**Tarefa a cumprir:** No texto sobre Mestre Valdemar de Ramiro, em que local se davam as conversas nas tardes?

**Trecho:**

Carlos Eduardo Ribeiro Junior / sexta-feira – 17 de janeiro de 2020

Com a partida de Valdemar de Ramiro, da Candelária, um dos derradeiros canoeiros de longo curso vivos, a essencial história do rio de baixo livre, das navegações de barra a barra, perde um grande depositário da memória da vida na margem e fica mais difícil de ser preservada

As conversas nas tardes pareciam não ter fim, ali na varanda dos fundos da casa nos Escuriais. Mestre Valdemar de Ramiro, da canoa Candelária, com seu fino e particular humor, memória detalhista, ia encadeando histórias e histórias dentro de histórias de sua vida no movimento da margem, navegando da praia, das salinas na Parapuca, até Piranhas Velha com suas canoas.

Nomes, de gente, de bem e de bandidos, de canoas, de seus donos, de suas cargas, de seus pilotos, de navios, de programas de rádio, datas, pesos de cargas, enfim, um mundo de precisos detalhes meticulosamente organizados na memória do homem, se espalhavam pelo ar da varanda como projeções vivas.

Muitas vezes a conversa começava com a espera pela chegada de nossa canoa que apontava já pouco acima do Munguengue, na banda de Alagoas.

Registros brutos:

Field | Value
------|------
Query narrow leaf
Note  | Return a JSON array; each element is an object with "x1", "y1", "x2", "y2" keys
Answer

**Resposta redigida:** Na varanda dos fundos da casa nos Escuriais.